# START OF Exercise data
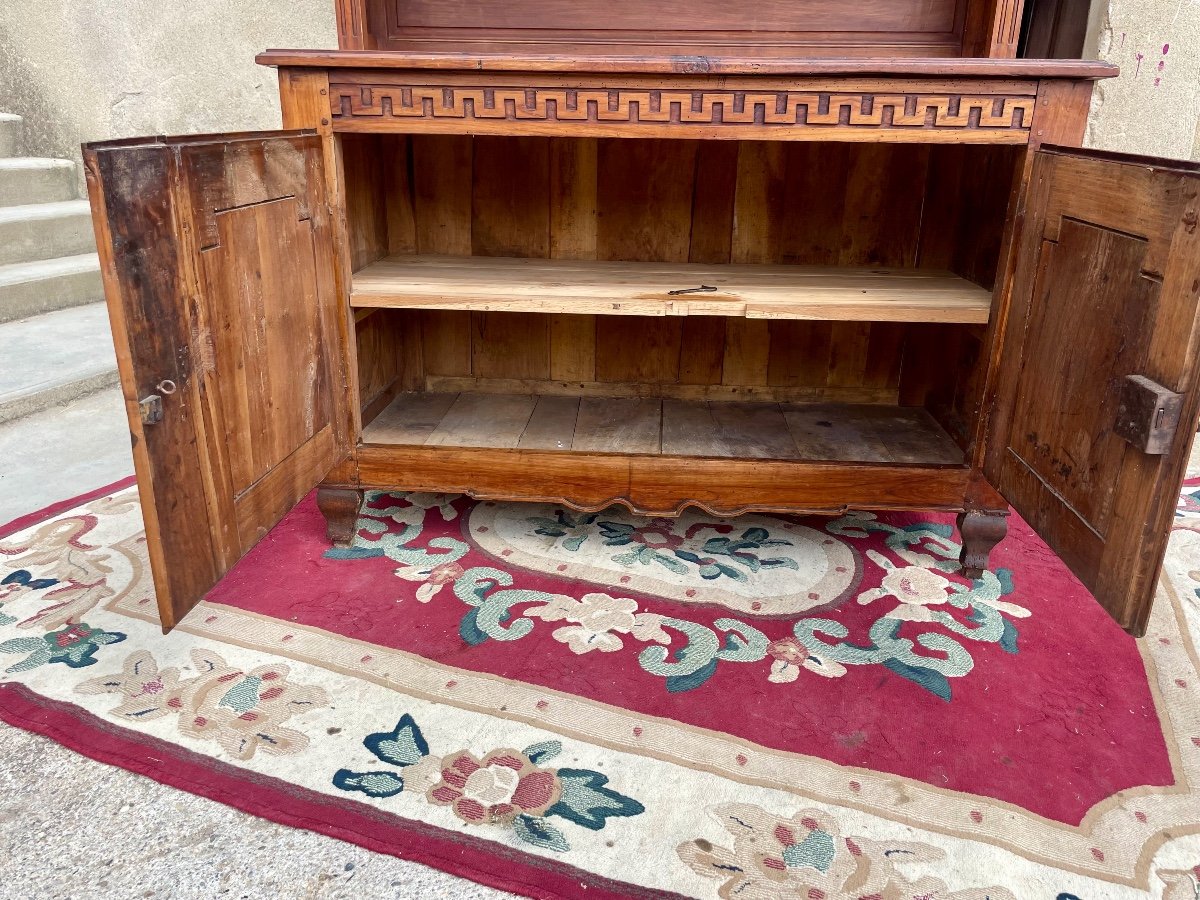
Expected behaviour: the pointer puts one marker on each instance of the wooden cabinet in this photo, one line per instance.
(756, 282)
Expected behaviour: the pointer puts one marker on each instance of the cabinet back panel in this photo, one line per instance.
(681, 201)
(769, 28)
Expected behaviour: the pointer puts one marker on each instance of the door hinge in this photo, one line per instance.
(151, 409)
(1149, 414)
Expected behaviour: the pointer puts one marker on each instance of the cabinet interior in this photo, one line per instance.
(515, 292)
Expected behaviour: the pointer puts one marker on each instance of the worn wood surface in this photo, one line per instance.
(1105, 287)
(658, 485)
(713, 64)
(845, 432)
(219, 273)
(499, 283)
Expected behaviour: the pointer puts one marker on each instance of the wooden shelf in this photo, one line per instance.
(835, 432)
(755, 292)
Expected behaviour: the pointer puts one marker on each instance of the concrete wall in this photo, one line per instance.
(121, 67)
(1155, 106)
(111, 69)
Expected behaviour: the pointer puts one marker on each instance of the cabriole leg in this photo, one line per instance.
(981, 532)
(340, 507)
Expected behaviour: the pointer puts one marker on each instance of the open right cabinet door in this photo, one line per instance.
(1096, 401)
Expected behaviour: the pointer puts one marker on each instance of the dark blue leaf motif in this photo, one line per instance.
(587, 802)
(540, 833)
(681, 684)
(469, 630)
(372, 784)
(539, 753)
(24, 577)
(928, 678)
(1008, 640)
(353, 553)
(403, 745)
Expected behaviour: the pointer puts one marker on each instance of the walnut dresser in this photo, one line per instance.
(660, 256)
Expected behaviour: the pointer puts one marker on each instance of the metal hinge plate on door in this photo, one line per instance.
(1149, 414)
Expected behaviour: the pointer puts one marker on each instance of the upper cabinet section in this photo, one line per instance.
(685, 28)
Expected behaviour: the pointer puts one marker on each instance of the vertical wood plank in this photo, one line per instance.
(643, 199)
(712, 215)
(366, 214)
(849, 353)
(747, 349)
(510, 197)
(885, 195)
(399, 186)
(573, 198)
(813, 204)
(799, 354)
(510, 345)
(442, 166)
(640, 351)
(445, 342)
(702, 349)
(573, 348)
(757, 220)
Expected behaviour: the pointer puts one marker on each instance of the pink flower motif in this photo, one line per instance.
(435, 577)
(497, 790)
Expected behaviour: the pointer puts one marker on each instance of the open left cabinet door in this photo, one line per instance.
(217, 258)
(1096, 403)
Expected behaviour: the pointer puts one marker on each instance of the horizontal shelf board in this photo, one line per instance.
(756, 292)
(833, 432)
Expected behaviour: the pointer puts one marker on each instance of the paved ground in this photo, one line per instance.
(76, 828)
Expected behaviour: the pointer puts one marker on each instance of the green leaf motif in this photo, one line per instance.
(468, 629)
(816, 851)
(928, 678)
(684, 683)
(587, 802)
(1008, 640)
(540, 833)
(403, 745)
(539, 753)
(372, 784)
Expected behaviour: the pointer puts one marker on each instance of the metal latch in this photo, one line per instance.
(1149, 414)
(151, 409)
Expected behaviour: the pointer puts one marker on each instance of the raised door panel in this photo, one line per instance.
(231, 337)
(1103, 316)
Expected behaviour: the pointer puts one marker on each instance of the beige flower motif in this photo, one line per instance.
(808, 856)
(915, 587)
(599, 621)
(244, 712)
(435, 577)
(144, 688)
(790, 655)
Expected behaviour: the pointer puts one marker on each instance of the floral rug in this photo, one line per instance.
(532, 697)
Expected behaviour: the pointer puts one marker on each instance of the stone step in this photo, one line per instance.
(28, 179)
(10, 135)
(54, 358)
(31, 288)
(46, 231)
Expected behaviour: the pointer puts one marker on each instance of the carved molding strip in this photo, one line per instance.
(621, 106)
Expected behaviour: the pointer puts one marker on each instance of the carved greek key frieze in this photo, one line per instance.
(621, 106)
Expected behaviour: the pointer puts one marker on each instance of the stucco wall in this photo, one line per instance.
(1155, 106)
(109, 69)
(123, 67)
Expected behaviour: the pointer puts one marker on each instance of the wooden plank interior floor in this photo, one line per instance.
(841, 432)
(756, 292)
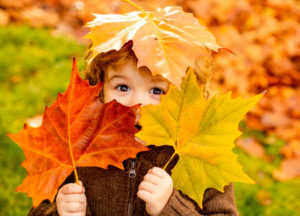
# END OF Exercise data
» **Directions**
Gather every line in the records above that contains the word "wall", and list those lines.

» **Output below**
Expected behaviour: the pointer puts one marker on each instance of the concrete wall in this photo, one line per instance.
Expected behaviour: the pointer puts one marker on each instance of the stucco wall in this photo, one line per instance.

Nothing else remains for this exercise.